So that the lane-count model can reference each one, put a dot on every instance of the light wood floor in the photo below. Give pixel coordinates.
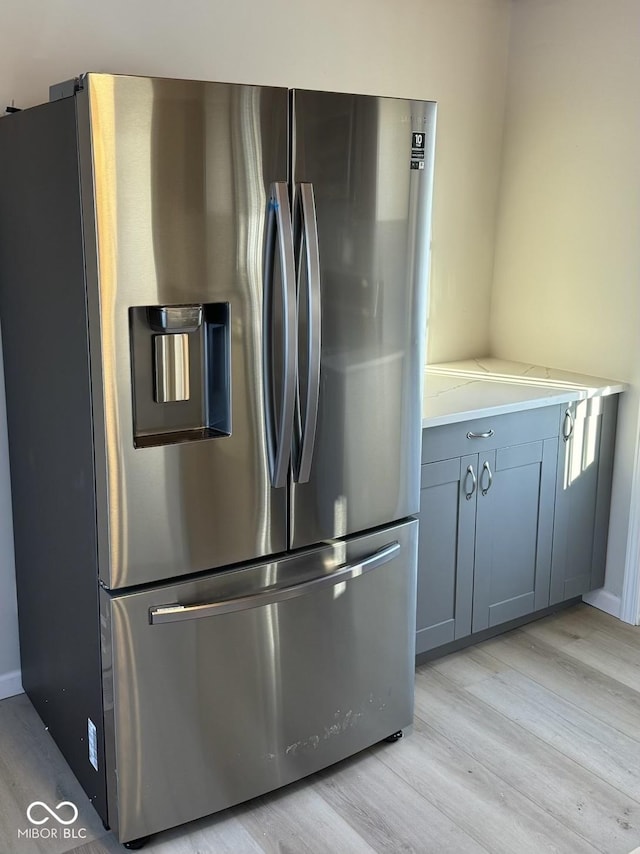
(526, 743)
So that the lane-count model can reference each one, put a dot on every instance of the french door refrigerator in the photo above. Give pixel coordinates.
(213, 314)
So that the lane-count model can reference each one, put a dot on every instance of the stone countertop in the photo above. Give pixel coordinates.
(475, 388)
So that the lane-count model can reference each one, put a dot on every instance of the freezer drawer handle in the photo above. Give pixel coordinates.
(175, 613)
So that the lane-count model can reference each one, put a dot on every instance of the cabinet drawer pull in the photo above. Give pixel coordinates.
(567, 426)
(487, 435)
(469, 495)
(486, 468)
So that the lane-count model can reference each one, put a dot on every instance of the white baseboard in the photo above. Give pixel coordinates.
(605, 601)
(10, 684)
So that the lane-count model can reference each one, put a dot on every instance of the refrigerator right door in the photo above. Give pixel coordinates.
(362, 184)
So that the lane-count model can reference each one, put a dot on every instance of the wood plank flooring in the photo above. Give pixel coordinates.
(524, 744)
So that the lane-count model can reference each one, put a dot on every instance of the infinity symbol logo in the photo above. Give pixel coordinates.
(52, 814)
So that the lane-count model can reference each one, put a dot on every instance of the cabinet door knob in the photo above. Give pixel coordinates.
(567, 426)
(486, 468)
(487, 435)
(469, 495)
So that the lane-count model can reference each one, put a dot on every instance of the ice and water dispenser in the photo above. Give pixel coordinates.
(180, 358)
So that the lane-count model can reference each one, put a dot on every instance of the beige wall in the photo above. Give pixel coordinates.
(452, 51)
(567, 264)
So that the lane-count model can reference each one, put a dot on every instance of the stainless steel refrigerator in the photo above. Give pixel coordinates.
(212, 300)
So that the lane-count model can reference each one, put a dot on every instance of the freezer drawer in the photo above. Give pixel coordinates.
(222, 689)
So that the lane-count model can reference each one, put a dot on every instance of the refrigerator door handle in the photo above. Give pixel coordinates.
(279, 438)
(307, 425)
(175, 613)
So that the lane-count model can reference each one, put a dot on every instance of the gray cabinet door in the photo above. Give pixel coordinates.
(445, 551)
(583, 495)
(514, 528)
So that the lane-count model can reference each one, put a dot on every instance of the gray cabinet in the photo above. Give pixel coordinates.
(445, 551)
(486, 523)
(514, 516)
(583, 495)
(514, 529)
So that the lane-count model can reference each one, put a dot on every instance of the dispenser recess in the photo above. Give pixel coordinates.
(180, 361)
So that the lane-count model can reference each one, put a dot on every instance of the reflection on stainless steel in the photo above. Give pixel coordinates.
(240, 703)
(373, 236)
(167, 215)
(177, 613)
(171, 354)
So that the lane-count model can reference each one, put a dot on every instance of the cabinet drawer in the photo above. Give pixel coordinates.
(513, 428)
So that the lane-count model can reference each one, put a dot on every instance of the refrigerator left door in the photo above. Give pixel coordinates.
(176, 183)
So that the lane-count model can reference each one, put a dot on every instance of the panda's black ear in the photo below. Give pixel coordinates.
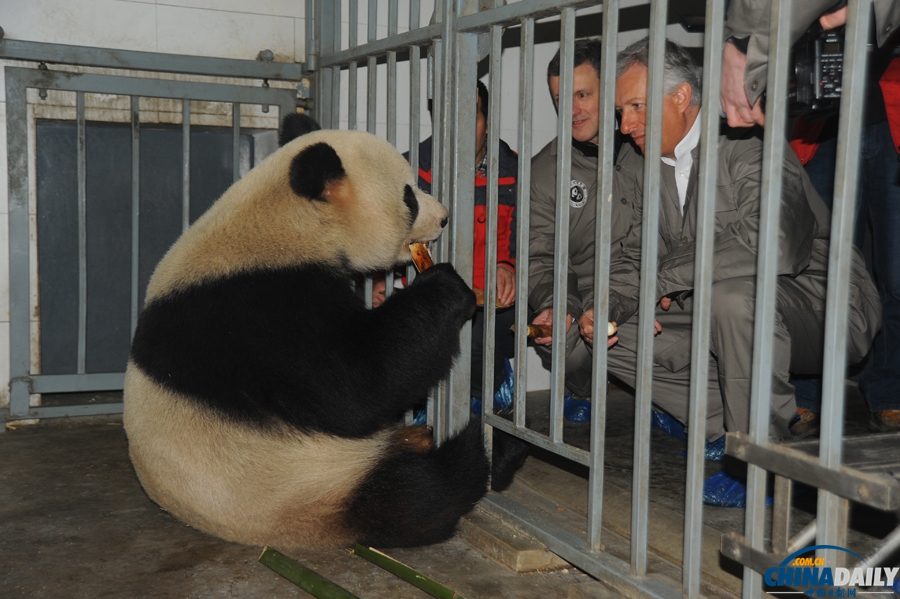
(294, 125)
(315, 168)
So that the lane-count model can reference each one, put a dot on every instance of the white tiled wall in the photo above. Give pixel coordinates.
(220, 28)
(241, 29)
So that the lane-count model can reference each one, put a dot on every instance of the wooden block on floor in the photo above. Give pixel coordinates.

····················

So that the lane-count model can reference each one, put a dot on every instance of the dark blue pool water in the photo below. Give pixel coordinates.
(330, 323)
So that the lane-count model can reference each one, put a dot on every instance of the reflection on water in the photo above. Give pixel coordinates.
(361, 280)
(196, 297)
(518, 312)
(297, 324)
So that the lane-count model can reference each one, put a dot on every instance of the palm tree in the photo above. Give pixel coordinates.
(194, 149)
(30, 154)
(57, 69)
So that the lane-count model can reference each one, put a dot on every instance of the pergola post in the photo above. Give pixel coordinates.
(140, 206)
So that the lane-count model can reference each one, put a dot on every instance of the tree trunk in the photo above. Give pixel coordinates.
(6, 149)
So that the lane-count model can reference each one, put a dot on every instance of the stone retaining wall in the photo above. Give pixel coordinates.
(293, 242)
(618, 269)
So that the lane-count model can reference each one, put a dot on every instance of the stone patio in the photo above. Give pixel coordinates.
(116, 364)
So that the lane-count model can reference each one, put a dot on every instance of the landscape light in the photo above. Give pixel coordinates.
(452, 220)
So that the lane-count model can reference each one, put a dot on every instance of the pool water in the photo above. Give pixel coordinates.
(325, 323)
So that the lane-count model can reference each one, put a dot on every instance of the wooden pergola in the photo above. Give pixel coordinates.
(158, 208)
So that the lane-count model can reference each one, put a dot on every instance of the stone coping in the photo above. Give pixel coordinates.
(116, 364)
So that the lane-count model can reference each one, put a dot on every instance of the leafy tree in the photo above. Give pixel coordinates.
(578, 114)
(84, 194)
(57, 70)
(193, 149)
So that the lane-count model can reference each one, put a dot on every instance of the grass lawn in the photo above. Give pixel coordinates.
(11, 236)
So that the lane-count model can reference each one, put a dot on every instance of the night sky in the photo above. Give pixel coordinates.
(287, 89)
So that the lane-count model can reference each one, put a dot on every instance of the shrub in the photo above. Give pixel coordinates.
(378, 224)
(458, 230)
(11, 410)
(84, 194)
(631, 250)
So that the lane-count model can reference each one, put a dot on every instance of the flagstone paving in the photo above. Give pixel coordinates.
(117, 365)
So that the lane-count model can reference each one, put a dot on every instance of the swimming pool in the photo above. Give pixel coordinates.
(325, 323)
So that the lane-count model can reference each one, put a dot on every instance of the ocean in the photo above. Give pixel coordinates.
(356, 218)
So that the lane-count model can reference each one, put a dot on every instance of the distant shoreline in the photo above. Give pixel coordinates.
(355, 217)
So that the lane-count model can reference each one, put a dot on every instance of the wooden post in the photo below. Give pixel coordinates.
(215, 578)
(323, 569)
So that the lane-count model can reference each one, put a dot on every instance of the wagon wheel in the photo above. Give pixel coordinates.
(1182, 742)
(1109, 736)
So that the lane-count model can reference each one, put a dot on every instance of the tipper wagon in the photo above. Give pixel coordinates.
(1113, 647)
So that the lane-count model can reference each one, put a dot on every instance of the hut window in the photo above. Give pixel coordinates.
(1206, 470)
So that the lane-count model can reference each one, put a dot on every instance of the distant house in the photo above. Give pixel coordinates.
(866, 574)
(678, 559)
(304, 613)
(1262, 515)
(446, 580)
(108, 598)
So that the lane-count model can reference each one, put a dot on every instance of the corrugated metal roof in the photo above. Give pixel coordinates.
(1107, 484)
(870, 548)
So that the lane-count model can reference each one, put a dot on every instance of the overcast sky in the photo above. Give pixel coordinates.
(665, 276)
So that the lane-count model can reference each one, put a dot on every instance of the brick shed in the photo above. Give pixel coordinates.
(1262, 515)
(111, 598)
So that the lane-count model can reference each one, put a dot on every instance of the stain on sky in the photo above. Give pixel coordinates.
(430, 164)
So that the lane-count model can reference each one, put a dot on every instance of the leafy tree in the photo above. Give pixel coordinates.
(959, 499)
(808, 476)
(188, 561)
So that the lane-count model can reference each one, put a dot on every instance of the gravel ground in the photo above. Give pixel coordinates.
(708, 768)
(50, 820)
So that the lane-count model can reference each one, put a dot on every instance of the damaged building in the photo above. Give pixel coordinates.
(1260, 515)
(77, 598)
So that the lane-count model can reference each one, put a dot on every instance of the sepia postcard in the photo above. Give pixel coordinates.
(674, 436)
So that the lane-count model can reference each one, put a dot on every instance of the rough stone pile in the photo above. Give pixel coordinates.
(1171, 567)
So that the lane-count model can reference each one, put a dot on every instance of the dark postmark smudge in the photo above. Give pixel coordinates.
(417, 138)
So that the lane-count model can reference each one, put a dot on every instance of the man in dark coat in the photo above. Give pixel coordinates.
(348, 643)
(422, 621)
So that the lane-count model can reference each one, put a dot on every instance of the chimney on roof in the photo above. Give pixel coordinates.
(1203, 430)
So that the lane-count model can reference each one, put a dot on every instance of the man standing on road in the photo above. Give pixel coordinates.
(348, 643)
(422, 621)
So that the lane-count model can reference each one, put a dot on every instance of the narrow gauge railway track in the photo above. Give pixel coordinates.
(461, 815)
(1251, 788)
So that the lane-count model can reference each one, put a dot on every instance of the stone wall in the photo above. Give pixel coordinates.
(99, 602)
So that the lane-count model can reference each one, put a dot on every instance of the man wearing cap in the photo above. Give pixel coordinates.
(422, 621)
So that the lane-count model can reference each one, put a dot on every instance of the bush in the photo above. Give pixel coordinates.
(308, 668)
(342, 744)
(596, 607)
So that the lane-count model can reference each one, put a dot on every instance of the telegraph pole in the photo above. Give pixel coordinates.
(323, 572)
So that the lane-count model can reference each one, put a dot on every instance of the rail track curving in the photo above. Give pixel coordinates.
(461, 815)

····················

→ **The request**:
Count the lines in the records that contain the word "wall", treating uppercase and lowercase as different. Give only the number.

→ **Solution to this task**:
4